ACTIVITY 1:
Please reproduce the forensics investigation passage in full, word for word.

SUPPLIED PASSAGE:
BEGIN
B. The Forensics Investigation Bacon was shot four times in the master bedroom where she died. Dawkins also suffered four gunshot wounds and died in a hallway leading to the master bathroom. Eight bullet casings and eight bullets or bullet fragments were recovered from the crime scene and the victims’ bodies. None of the casings yielded fingerprints, and investigators never found the firearm used in the killings.
6 The forensics investigation revealed that the bullets used to shoot Bacon and Dawkins were “a caliber called .40 . . . Smith & Wesson, or another caliber called 10 mm auto.” The casings all came from a .40-caliber Smith & Wesson cartridge, and all of the bullets and cartridges were fired from the same handgun. According to a forensics expert who testified at trial, the ballistics evidence collected by detectives supported the conclusion that the firearm used in the murders was likely a Smith & Wesson Model 411 .40-caliber firearm. At the time of the murders, Brown had a Smith & Wesson Model 411 handgun registered in his name. On December 20, 2006, during a search of the Lancaster house, detectives found a box of 20 nine-millimeter rounds in a master bedroom dresser drawer containing men’s clothing and a draft contract requiring Bacon to leave the Lancaster house. The detectives also found several other boxes of ammunition containing nine-millimeter, .357-caliber, .40-caliber, and .45-caliber rounds in a closet, concealed in a carton that once held soft drinks. In a later search detectives found live rounds of .40-caliber ammunition in a locked shed on the property. Inside the ammunition container detectives also found a wallet that contained Brown’s insurance card.
END
GIVEN RECORDS:
BEGIN
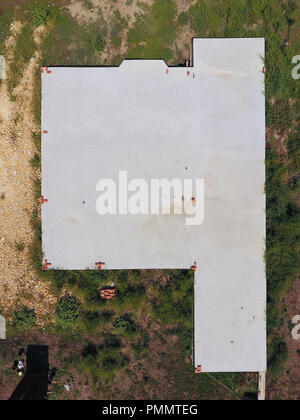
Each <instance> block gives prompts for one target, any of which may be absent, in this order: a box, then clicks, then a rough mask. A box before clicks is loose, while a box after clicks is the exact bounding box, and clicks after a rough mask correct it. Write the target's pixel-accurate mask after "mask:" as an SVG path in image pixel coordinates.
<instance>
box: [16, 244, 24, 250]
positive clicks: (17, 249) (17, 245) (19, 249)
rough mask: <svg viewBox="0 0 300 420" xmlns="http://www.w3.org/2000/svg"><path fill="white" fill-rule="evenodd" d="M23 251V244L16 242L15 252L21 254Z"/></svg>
mask: <svg viewBox="0 0 300 420" xmlns="http://www.w3.org/2000/svg"><path fill="white" fill-rule="evenodd" d="M24 249H25V244H24V243H23V242H18V243H16V251H17V252H22V251H24Z"/></svg>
END
ACTIVITY 2:
Rewrite the records above with "rough mask" replaced by "coarse mask" and nothing else changed. Leave the pictures out of your answer.

ANSWER SECTION 1:
B. The Forensics Investigation Bacon was shot four times in the master bedroom where she died. Dawkins also suffered four gunshot wounds and died in a hallway leading to the master bathroom. Eight bullet casings and eight bullets or bullet fragments were recovered from the crime scene and the victims’ bodies. None of the casings yielded fingerprints, and investigators never found the firearm used in the killings.
6 The forensics investigation revealed that the bullets used to shoot Bacon and Dawkins were “a caliber called .40 . . . Smith & Wesson, or another caliber called 10 mm auto.” The casings all came from a .40-caliber Smith & Wesson cartridge, and all of the bullets and cartridges were fired from the same handgun. According to a forensics expert who testified at trial, the ballistics evidence collected by detectives supported the conclusion that the firearm used in the murders was likely a Smith & Wesson Model 411 .40-caliber firearm. At the time of the murders, Brown had a Smith & Wesson Model 411 handgun registered in his name. On December 20, 2006, during a search of the Lancaster house, detectives found a box of 20 nine-millimeter rounds in a master bedroom dresser drawer containing men’s clothing and a draft contract requiring Bacon to leave the Lancaster house. The detectives also found several other boxes of ammunition containing nine-millimeter, .357-caliber, .40-caliber, and .45-caliber rounds in a closet, concealed in a carton that once held soft drinks. In a later search detectives found live rounds of .40-caliber ammunition in a locked shed on the property. Inside the ammunition container detectives also found a wallet that contained Brown’s insurance card.

ANSWER SECTION 2:
Each <instance> block gives prompts for one target, any of which may be absent, in this order: a box, then clicks, then a coarse mask. A box before clicks is loose, while a box after clicks is the exact bounding box, and clicks after a coarse mask correct it. Write the target's pixel-accurate mask after "mask:" as an SVG path in image pixel coordinates.
<instance>
box: [16, 244, 24, 250]
positive clicks: (17, 249) (17, 245) (19, 249)
coarse mask: <svg viewBox="0 0 300 420" xmlns="http://www.w3.org/2000/svg"><path fill="white" fill-rule="evenodd" d="M23 251V244L16 242L15 252L21 254Z"/></svg>
mask: <svg viewBox="0 0 300 420" xmlns="http://www.w3.org/2000/svg"><path fill="white" fill-rule="evenodd" d="M24 249H25V244H24V243H23V242H18V243H16V251H17V252H22V251H24Z"/></svg>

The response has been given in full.